TEXT PROVIDED —
How Do We Get Out Of Capitalism?

The way to Acid Communism

I will criticize capitalism here... then ask for a paid subscription. You can read Marx all you want... on your Amazon Kindle. In this way, capitalism is like the Hotel California. You can check out any time you like, but you can never leave. It's like a room full of doors that all lead back to the same place.

Capitalism—more than any ideology—devours its rebellions. Kings would kill you for criticizing them, but capitalism takes nothing personally. It's strictly business. Capitalism will take your rebellion, print it on a t-shirt, and sell it back to you. How do you resist such a thing? It's amorphous, it's relentless, it's everywhere. Resisting capitalism feels like a fish resisting water. And yet some fish did resist water. That's how we're here.

The end of capitalism is both impossible and inevitable. I don't know how it ends, but it will. Every ideology is very serious in the present and looks very silly in the future. We laugh at the divine right of kings, but we have billionaire shop-keepers. Are we any less absurd?

Every empire has no clothes, and while they get away with it for a while, eventually some kid points out that they're butt naked and the whole thing comes down. I don't know how, I don't know when, but the first step is having the audacity to giggle, to point, and to say 'the emperor has no clothes!'

Capitalism Will End

If anything in this life is certain, if history has taught us anything, it's that every ideology ends. Most of us don't believe in kings and queens anymore, a thought that was once unthinkable (and which still baffles people in Britain). At every point the dominant ideology says that it's not an ideology at all, which is sorta true. The divine right of kings was pretty fucking real while it lasted. Their executioner would draw out your entrails and fucking show you. Social reality is reality, until we imagine something else.

The Amputation Of Imagination

Mark Fisher calls the ideology we live in today Capitalist Realism.

With Priti Patel going on immigration raids, Children of Men is rapidly becoming a documentary. Mark Fisher, Capitalist Realism (Buy / Library)

Fisher has a whole book about it, but you can also understand the amputation of imagination from this comic:

by Matt Bors, subscribe to The Nib, it's lit

The standard reaction to any re-imagination of capitalism is basically 'shut the fuck up' because we're in capitalism and it's too hard to change. Hence you get otherwise intelligent economists like Branko Milanovic (who see the problem) saying that we simply cannot change this ideology because it is reality.

ENTRIES PROVIDED —
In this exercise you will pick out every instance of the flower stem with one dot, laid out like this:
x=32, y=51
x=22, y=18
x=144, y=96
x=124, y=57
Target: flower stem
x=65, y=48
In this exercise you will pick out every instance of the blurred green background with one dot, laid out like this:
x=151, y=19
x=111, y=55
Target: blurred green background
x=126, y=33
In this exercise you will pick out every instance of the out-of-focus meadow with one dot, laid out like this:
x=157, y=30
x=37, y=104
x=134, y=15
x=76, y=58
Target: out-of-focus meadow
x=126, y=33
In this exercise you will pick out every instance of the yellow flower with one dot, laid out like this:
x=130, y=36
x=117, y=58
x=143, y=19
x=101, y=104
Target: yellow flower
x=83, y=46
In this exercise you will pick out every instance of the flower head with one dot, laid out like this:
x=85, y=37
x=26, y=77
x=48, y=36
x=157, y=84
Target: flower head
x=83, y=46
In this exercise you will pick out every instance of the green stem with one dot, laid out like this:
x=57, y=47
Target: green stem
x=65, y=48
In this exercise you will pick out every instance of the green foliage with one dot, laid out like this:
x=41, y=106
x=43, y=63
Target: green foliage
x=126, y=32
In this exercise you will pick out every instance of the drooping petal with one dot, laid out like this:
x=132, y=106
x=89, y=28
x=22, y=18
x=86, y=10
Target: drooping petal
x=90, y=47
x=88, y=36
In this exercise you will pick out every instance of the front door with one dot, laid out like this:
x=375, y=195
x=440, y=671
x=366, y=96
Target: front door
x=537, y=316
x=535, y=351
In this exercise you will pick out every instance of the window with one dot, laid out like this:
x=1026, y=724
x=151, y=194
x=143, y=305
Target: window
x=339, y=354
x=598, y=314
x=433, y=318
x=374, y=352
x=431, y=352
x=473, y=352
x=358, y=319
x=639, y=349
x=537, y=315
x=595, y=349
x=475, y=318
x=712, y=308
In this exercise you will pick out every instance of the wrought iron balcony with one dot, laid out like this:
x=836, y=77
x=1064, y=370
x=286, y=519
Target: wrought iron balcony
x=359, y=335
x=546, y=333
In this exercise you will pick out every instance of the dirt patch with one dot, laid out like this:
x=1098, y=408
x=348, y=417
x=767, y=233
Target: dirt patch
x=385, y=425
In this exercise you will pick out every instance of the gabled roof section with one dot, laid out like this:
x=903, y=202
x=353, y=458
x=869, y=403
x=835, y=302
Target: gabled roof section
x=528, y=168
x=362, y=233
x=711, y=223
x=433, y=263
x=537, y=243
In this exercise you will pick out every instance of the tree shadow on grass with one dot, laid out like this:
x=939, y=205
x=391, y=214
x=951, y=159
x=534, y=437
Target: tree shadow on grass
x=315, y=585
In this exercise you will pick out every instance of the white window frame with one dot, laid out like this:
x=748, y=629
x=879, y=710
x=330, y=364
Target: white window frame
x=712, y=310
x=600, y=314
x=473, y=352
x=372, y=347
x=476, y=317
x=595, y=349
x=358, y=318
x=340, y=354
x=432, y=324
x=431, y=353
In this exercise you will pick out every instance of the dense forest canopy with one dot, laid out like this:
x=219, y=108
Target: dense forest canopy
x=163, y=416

TASKS —
A. Answer each question from the essay on capitalism:
(i) What does capitalism do with your rebellion?
(ii) What does Mark Fisher call the ideology we live in today?
(iii) Which economist is named as saying we cannot change this ideology because it is reality?
B. Write out the essay on capitalism starting at "If anything in" and ending at "today Capitalist Realism.", swapping "executioner" for "headsman".
Rely on nothing but the essay on capitalism.

ANSWERS —
A.
(i) It prints it on a t-shirt and sells it back to you.
(ii) Capitalist Realism.
(iii) Branko Milanovic.

B.
If anything in this life is certain, if history has taught us anything, it's that every ideology ends. Most of us don't believe in kings and queens anymore, a thought that was once unthinkable (and which still baffles people in Britain). At every point the dominant ideology says that it's not an ideology at all, which is sorta true. The divine right of kings was pretty fucking real while it lasted. Their headsman would draw out your entrails and fucking show you. Social reality is reality, until we imagine something else.

The Amputation Of Imagination

Mark Fisher calls the ideology we live in today Capitalist Realism.